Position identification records
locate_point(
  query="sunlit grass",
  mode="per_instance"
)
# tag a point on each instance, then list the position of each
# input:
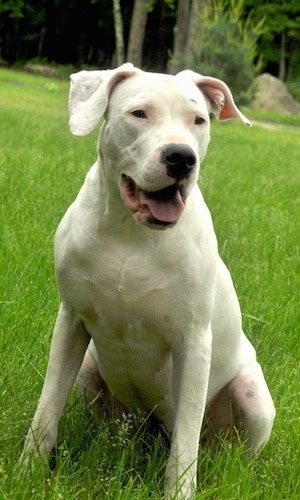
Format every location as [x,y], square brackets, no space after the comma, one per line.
[251,181]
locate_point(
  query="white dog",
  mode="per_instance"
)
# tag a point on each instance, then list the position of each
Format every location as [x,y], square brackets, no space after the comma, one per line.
[148,310]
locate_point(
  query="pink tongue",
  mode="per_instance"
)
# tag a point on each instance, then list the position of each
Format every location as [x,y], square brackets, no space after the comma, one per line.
[164,210]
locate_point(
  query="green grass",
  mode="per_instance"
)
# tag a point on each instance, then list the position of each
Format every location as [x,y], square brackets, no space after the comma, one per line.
[251,181]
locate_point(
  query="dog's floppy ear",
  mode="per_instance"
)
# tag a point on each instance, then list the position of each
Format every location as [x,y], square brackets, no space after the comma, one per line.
[219,95]
[89,94]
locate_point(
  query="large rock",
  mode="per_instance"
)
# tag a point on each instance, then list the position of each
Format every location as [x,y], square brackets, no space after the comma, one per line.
[271,94]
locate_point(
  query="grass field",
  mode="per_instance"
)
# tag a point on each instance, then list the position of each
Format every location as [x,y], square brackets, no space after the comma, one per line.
[251,181]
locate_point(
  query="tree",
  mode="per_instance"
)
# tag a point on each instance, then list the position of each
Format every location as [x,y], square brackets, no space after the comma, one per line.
[137,32]
[281,39]
[120,51]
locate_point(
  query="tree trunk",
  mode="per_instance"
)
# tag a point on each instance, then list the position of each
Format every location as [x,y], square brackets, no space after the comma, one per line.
[180,36]
[195,31]
[137,32]
[282,61]
[120,51]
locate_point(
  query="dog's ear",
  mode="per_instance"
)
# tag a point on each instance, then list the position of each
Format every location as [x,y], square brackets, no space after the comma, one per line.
[219,96]
[89,94]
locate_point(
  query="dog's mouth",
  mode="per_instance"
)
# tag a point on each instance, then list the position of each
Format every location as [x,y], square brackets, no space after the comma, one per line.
[163,207]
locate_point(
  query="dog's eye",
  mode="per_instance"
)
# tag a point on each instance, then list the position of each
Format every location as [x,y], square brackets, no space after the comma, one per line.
[199,120]
[139,113]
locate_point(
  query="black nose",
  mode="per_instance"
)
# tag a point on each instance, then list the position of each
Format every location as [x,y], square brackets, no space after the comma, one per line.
[180,160]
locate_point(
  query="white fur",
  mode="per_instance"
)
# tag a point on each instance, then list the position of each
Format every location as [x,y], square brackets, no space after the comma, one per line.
[159,305]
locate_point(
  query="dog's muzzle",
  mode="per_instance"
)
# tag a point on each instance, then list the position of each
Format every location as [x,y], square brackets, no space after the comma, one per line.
[179,159]
[161,208]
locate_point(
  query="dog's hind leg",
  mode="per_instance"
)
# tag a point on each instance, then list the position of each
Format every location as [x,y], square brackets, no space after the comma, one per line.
[250,395]
[69,343]
[244,404]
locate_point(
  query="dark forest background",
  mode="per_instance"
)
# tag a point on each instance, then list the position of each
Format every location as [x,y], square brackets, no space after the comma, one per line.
[238,37]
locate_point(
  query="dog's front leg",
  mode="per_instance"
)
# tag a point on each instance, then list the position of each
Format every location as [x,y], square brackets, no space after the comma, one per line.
[191,366]
[69,343]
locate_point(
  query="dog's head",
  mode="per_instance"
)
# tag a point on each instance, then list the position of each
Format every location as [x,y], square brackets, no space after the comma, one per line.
[155,134]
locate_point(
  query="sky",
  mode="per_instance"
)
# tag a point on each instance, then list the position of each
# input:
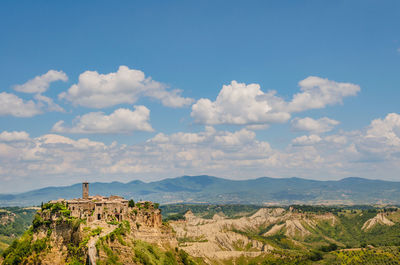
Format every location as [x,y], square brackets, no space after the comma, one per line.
[125,90]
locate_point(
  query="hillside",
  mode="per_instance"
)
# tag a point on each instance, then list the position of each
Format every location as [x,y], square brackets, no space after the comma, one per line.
[233,234]
[299,235]
[206,189]
[56,237]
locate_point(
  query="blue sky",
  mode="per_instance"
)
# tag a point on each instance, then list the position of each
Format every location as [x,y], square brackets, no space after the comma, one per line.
[345,123]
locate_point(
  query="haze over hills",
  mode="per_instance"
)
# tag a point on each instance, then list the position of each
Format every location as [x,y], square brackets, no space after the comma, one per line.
[207,189]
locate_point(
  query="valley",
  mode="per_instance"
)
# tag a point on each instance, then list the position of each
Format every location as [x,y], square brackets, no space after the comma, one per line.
[216,234]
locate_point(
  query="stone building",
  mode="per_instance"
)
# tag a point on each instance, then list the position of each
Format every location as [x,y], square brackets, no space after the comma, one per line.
[92,208]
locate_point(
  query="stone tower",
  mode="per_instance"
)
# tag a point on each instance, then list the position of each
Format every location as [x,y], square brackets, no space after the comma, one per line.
[85,190]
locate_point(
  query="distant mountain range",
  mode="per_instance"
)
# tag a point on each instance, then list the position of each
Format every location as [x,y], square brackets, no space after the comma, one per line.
[207,189]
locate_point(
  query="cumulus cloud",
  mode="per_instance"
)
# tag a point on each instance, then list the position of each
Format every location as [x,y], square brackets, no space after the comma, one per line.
[41,83]
[14,136]
[243,104]
[313,126]
[13,105]
[370,152]
[387,129]
[238,103]
[120,121]
[319,92]
[307,140]
[96,90]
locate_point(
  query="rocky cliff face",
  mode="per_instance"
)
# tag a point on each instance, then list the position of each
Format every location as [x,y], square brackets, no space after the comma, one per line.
[57,238]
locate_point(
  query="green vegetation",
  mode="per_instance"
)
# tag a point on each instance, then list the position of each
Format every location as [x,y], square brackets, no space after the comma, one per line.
[14,221]
[25,249]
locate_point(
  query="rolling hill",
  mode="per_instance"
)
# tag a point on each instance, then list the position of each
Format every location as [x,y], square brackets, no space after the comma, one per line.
[207,189]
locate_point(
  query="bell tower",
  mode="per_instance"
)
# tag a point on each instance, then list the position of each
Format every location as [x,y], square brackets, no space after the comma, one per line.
[85,190]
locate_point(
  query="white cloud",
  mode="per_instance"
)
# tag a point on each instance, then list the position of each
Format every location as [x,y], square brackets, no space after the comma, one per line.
[124,86]
[243,104]
[40,84]
[238,103]
[11,104]
[50,159]
[14,136]
[306,140]
[51,106]
[319,92]
[120,121]
[313,126]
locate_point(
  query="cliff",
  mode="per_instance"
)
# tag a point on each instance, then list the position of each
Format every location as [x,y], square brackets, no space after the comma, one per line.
[56,237]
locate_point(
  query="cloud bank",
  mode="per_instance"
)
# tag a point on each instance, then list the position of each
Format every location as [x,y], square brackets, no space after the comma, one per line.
[96,90]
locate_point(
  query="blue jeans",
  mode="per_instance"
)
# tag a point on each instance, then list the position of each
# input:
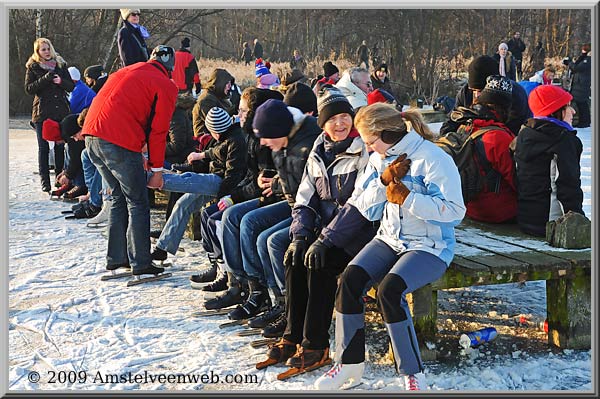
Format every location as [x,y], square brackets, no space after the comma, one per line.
[172,233]
[92,177]
[190,182]
[129,220]
[43,154]
[272,244]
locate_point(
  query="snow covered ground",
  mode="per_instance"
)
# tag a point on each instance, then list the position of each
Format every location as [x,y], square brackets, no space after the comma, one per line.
[67,324]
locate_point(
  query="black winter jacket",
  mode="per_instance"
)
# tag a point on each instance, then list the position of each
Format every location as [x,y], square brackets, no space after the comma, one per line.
[581,86]
[545,150]
[180,141]
[228,159]
[519,111]
[50,99]
[290,161]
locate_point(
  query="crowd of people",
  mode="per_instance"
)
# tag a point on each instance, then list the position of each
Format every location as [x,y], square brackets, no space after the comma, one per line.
[309,191]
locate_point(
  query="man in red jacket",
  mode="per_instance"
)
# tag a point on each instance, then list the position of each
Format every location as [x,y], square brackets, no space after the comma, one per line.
[132,112]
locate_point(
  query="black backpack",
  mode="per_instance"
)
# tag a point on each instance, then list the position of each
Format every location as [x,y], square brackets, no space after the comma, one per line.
[468,153]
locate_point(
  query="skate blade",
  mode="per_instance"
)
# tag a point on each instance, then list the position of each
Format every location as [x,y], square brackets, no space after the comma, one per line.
[142,280]
[113,276]
[297,371]
[266,363]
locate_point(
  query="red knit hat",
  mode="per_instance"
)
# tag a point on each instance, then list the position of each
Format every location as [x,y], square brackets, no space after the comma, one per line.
[51,130]
[544,100]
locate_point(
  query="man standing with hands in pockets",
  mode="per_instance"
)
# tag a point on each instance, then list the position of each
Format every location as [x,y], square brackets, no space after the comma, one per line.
[132,112]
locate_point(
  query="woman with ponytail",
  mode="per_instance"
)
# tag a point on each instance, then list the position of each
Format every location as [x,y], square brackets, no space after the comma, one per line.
[413,188]
[48,80]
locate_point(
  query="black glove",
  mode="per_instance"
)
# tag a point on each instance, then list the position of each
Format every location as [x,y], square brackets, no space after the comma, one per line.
[315,256]
[294,256]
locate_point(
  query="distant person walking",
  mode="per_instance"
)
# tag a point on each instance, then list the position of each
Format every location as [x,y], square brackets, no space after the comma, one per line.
[48,80]
[258,50]
[246,53]
[132,38]
[362,53]
[516,46]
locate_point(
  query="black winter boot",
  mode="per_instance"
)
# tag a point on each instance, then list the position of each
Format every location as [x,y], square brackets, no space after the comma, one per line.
[258,301]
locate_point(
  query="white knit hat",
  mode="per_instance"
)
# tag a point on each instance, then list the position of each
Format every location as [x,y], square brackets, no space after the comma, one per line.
[217,120]
[74,72]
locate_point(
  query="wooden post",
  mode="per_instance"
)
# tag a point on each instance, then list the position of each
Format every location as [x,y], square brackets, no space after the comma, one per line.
[569,311]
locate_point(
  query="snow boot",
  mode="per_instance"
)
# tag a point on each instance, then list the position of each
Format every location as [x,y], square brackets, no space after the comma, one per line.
[279,352]
[258,301]
[235,294]
[276,328]
[341,376]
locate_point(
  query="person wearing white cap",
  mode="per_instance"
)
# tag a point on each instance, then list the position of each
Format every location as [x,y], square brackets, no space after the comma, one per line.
[132,38]
[81,97]
[226,155]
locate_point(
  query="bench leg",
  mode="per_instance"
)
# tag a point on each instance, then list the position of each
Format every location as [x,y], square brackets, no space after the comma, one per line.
[569,311]
[423,307]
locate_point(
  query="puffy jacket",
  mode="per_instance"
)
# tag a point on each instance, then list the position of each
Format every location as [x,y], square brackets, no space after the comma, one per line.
[581,86]
[134,108]
[548,174]
[81,97]
[50,99]
[517,116]
[180,141]
[132,46]
[325,188]
[491,206]
[353,93]
[185,72]
[212,96]
[434,206]
[290,161]
[228,159]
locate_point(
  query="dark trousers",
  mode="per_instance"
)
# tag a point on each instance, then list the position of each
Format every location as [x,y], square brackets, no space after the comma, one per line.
[310,296]
[43,155]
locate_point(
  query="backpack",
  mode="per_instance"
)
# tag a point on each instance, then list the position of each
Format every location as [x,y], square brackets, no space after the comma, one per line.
[468,153]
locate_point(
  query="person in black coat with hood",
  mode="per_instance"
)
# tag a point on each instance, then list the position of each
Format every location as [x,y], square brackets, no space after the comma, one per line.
[479,69]
[581,86]
[548,155]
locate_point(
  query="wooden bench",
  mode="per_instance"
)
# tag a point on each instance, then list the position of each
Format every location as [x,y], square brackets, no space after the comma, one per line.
[497,254]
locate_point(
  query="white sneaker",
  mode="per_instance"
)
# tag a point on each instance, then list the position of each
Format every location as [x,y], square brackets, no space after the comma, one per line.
[341,376]
[101,217]
[414,382]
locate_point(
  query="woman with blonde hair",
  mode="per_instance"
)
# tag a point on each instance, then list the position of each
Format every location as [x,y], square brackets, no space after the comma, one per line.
[413,188]
[48,80]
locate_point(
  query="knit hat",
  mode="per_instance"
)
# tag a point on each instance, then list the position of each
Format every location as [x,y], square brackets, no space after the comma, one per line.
[69,126]
[545,100]
[260,68]
[51,130]
[380,96]
[217,120]
[125,12]
[329,69]
[299,95]
[382,67]
[272,120]
[292,77]
[93,71]
[74,72]
[479,69]
[332,102]
[497,90]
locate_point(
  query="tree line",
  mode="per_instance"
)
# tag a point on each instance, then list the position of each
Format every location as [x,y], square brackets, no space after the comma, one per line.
[425,49]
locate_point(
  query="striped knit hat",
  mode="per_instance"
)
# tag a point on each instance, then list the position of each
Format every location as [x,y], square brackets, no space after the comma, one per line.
[331,102]
[217,120]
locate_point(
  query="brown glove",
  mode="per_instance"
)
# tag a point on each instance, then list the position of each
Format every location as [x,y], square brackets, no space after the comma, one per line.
[397,192]
[396,169]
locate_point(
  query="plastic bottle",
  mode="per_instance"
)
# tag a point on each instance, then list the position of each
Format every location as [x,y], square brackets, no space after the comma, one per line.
[476,338]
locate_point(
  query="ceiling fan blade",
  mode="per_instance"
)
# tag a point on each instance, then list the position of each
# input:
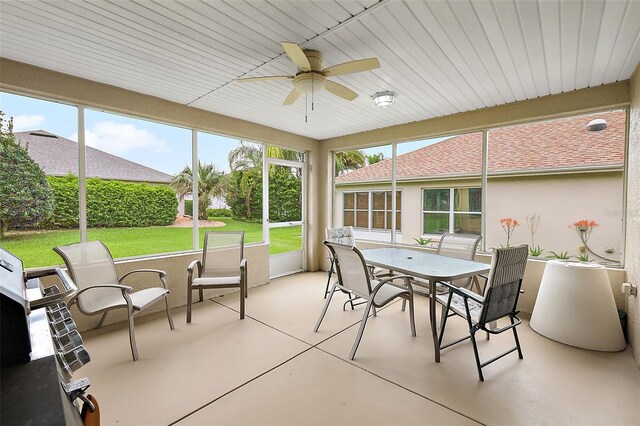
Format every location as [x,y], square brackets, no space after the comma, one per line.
[297,56]
[340,90]
[353,66]
[269,77]
[292,97]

=== SET EXERCISE ===
Gather every line in the rows above that contains the string "backpack", treating uppercase and lowercase as different.

=== FINAL ANSWER ===
  query="black backpack",
  query="backpack",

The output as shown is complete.